Consigne 1 ->
Répondez aux questions suivantes à partir du texte sur les récits officiels.
(a) À quoi le texte compare-t-il les histoires officielles ?
(b) Outre la déformation de la réalité, de quelles manières ment-on selon le texte ?
(c) Dans quel pays le texte situe-t-il la stupéfaction collective ?
Consigne 2 ->
Pour chaque affirmation, indiquez si elle concorde avec le texte sur les récits officiels, en citant les mots qui le montrent.
(a) Les masses inhalent l’opium des histoires officielles à contrecœur.
(b) Les totems et les tabous continuent de perdre leur immunité.
(c) Les puissants ne croient jamais au monde virtuel qu’ils construisent.
Consigne 3 -> Poursuivez le texte sur les récits officiels après sa dernière phrase.

Extrait ->
┌────────
Tous les États, toutes les nations, les sociétés, communautés, tous les systèmes politiques ; toutes les idéologies, religions, sectes etc.., tout a ses propres mensonges, ses propres constructions et mythes. Parce que les autorités temporelles et spirituelles fondent et renforcent le pouvoir de ceux qui les détiennent, elles sont fondées sur des illusions, des mensonges, des sacralisations et des légendes susceptibles, lorsque c’est nécessaire, de mener les masses à la mort. Et la perception des masses, leur conscience, leur vision du monde sont formées, dirigées et manipulées sur la base de ces mensonges via la force, les menaces et la peur, ou bien, de façon plus douce, par la puissance de l’éducation, des médias et de la politique. Les histoires officielles sont les contes merveilleux que les souverains et les idéologies souveraines racontent aux masses ; c’est l’opium des masses. Et dans leur majorité, les masses, elles l’inhalent bien volontiers cet opium ; elles y prennent plaisir. Elles en ont besoin pour donner un sens à ce monde sauvage et violent, à cette aventure tragique qu’est l’humanité. Elles s’approprient l’histoire officielle des puissants, voire les apothéoses qui leur attribuent une force surnaturelle ; elles acceptent même de guerroyer et de donner leurs vies pour ces illusions.

On ne ment pas qu’en déformant la réalité, mais également en se taisant, en faisant taire, en oubliant ou en faisant oublier. Les récits des idéologies officielles sont pleines de ces silences taiseux. Comme si les faits n’avaient jamais existé. La construction d’une amnésie collective constitue l’une des principales fondations de ce monde virtuel que construisent les puissants et auquel, eux-mêmes, finissent par croire.

Difficile de se confronter à la réalité

Ces derniers temps, nous sommes entrés dans une stupéfaction collective en Turquie. Le sol se dérobe sous nos pieds. On a commencé à discuter de choses, de personnes, de choses sacrées, de valeurs et de réalités auxquelles nous avions crues, auxquelles on nous avait fait croire pendant tant d’années. Les récits officiels ont été interrogés, les totems et les tabous ont perdu leur immunité ; ils continuent à les perdre encore. Des sujets qu’on craignait, je ne dis même pas d’aborder, mais de simplement penser, il y a quelques années, passent désormais sur les écrans de nos télévisions. Et ce ne sont pas que les pages effacées de notre histoire récente, pas que les mensonges de l’histoire officielle ; mais de notre passé socialiste jusqu’à la situation actuelle des principes du mouvement islamiste, nous sommes entrés dans un processus d’interrogation, d’évaluation et de confrontation progressive avec les idéologies, les modes de pensée, les croyances et les visions du monde de trois voire quatre générations.
└────────
Contenu des données ->
┌────────
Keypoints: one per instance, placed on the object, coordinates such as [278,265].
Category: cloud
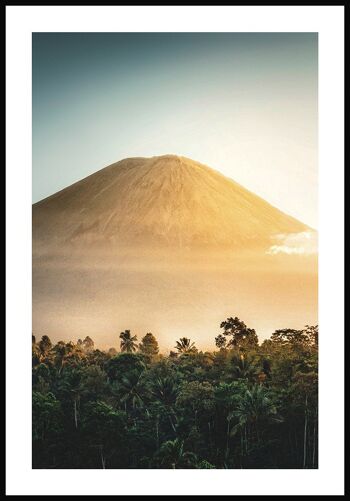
[295,243]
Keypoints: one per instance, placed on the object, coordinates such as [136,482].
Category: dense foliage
[243,406]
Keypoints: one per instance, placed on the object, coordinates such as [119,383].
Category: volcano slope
[167,245]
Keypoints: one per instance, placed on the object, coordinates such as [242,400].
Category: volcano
[168,245]
[160,201]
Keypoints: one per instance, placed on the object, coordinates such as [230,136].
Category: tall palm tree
[184,345]
[128,342]
[243,368]
[253,409]
[173,455]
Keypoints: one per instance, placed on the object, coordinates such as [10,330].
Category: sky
[242,103]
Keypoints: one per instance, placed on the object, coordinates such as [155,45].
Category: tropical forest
[244,404]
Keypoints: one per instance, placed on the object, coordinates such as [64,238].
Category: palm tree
[243,368]
[172,455]
[184,345]
[164,390]
[254,408]
[128,342]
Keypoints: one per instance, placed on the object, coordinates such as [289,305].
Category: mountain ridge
[162,200]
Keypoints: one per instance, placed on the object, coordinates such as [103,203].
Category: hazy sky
[242,103]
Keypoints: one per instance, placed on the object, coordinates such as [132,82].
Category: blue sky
[242,103]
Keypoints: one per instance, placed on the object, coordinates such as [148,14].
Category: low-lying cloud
[295,243]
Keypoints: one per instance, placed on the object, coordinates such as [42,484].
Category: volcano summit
[164,244]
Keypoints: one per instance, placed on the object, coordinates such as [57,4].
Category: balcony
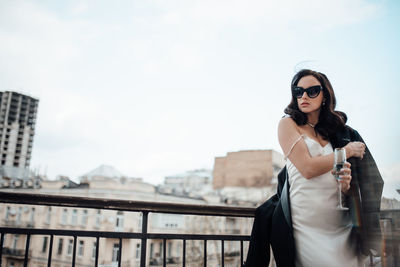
[13,253]
[199,255]
[19,224]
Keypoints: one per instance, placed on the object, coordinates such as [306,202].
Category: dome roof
[103,171]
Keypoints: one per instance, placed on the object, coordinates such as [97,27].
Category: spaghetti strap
[294,143]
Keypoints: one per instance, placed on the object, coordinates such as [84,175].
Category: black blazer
[271,227]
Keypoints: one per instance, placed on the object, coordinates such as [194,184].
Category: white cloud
[153,93]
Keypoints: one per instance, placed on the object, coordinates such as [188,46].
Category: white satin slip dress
[321,233]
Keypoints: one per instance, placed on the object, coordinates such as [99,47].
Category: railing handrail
[124,205]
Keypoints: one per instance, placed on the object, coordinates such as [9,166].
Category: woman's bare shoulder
[287,123]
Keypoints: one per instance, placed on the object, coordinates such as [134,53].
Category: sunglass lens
[297,92]
[313,91]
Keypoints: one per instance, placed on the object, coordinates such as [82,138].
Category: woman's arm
[309,166]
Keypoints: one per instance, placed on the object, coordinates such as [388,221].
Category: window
[19,214]
[48,215]
[169,249]
[98,218]
[8,213]
[70,244]
[137,251]
[32,218]
[74,218]
[64,217]
[140,222]
[84,218]
[59,248]
[94,250]
[80,248]
[179,249]
[151,250]
[15,241]
[115,254]
[44,246]
[119,224]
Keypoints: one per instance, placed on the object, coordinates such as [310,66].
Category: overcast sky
[158,87]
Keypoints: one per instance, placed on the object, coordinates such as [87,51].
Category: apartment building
[17,129]
[111,221]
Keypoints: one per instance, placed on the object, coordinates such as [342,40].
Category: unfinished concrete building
[17,129]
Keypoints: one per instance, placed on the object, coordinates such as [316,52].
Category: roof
[103,171]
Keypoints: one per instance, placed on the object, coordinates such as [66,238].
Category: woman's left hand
[345,177]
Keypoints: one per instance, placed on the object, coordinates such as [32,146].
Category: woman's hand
[355,149]
[345,177]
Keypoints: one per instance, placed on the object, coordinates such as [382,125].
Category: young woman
[321,232]
[301,222]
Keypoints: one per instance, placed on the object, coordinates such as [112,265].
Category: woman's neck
[313,118]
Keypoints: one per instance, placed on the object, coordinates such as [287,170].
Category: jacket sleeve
[259,249]
[370,185]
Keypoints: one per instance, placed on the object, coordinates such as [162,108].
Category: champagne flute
[340,159]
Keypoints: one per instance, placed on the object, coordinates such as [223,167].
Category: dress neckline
[315,141]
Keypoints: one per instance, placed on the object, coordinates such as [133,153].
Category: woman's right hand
[355,149]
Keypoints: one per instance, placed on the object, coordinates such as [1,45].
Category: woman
[301,222]
[321,232]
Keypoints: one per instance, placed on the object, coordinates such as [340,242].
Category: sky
[159,87]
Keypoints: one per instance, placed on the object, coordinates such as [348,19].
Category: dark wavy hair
[330,120]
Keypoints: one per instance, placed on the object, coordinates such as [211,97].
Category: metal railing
[132,206]
[390,221]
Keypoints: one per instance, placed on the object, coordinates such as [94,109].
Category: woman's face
[305,103]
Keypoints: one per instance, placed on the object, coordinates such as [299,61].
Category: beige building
[99,186]
[249,168]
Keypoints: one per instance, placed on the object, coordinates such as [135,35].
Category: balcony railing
[390,222]
[132,206]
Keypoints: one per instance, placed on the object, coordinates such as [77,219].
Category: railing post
[28,240]
[205,253]
[50,251]
[1,246]
[74,252]
[184,253]
[96,264]
[120,253]
[145,217]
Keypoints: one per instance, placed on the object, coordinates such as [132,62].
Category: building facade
[251,168]
[17,128]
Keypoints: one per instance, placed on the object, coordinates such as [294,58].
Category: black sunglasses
[312,91]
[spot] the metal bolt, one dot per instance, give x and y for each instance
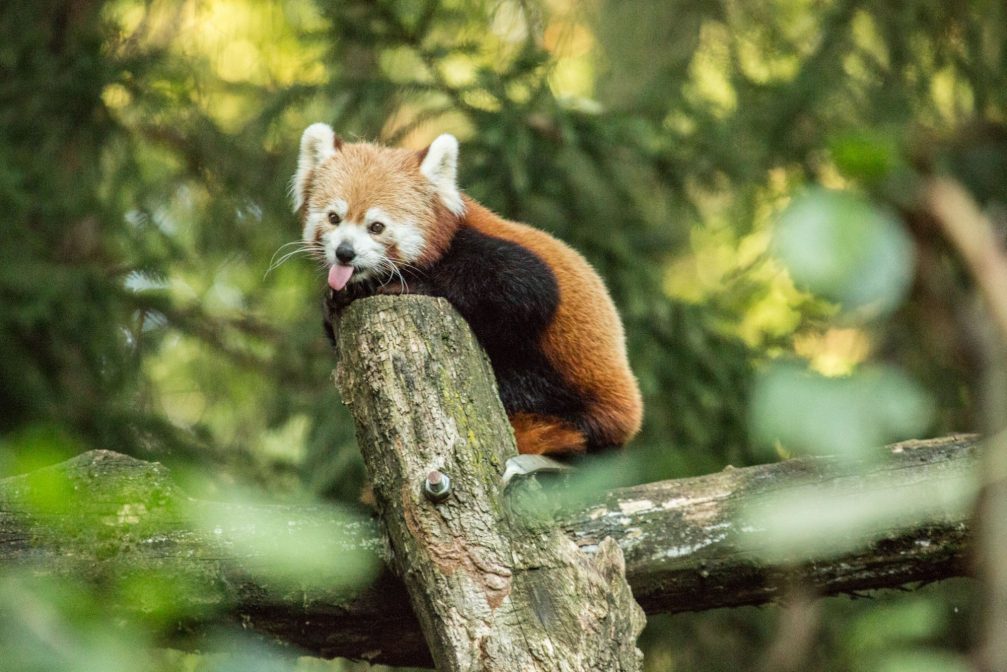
(437, 487)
└────────
Réponse 1 ->
(a) Aux contes merveilleux que les souverains et les idéologies souveraines racontent aux masses, c’est-à-dire à l’opium des masses.
(b) En se taisant, en faisant taire, en oubliant ou en faisant oublier.
(c) En Turquie.

Réponse 2 ->
(a) Non : « les masses, elles l’inhalent bien volontiers cet opium ; elles y prennent plaisir ».
(b) Oui : « les totems et les tabous ont perdu leur immunité ; ils continuent à les perdre encore ».
(c) Non : « ce monde virtuel que construisent les puissants et auquel, eux-mêmes, finissent par croire ».

Réponse 3 ->
Certains sont furieux et réagissent : « Quel besoin y avait-il de venir remuer la vase maintenant ! » - « Ça, c’est l’œuvre des traîtres à la patrie qui cherchent à détruire la République d’Atatürk ! » - « Des provocations des ennemis de la religion, des hérétiques ! » ou bien « C’est un complot des traîtres de l’intérieur et des foyers d’agitation extérieurs qui cherchent à humilier l’identité turque ! »

Il est possible de comprendre leur gêne et leur colère, à tous. L’ébranlement des croyances gravées dans les cœurs et les esprits des gens est une chose encore plus effrayante que la seule sensation de sentir le sol se dérober sous ses pieds. L’interrogation des croyances et des choses sacrées crée de lourds traumas chez la personne comme dans la société. L’individu et la personne résiste à l’acceptation, à l’apprentissage, à la prise de conscience et à la connaissance de la réalité. C’est un processus difficile et douloureux que celui-ci ; il peut même parfois pousser la personne et le groupe à se refermer sur soi pendant un moment, à se blinder, ne plus rien écouter.

Mais quoi qu’il en soit, le changement social échappe en grande partie à notre propre volonté. Même s’il est possible de peser sur, voire de diriger pendant un temps et dans une certaine mesure, ce changement, il n’est pas possible de se mettre sur son chemin et de l’entraver. Et surtout dans notre monde globalisé, dans la région et dans le pays qui est le nôtre, alors que nous avançons vers la seconde moitié du 21e siècle, l’histoire officielle du 20e, les mensonges de ces historiographies, et tout aussi importants que ces mensonges, ces faits et événements cachés aux sociétés pendant toutes ces années, tout cela n’est tout simplement plus dissimulable. Parce qu’au point où nous sommes parvenus, ces mensonges et ces silences pèsent et forcent la société. Lorsque nous voulons faire un pas en avant, notre passé nous entrave. Et si pour s’en sortir, l’opération est douloureuse, il est impératif de faire ressortir la veine de la réalité.

Comment nous mesurerons-nous à notre passé ?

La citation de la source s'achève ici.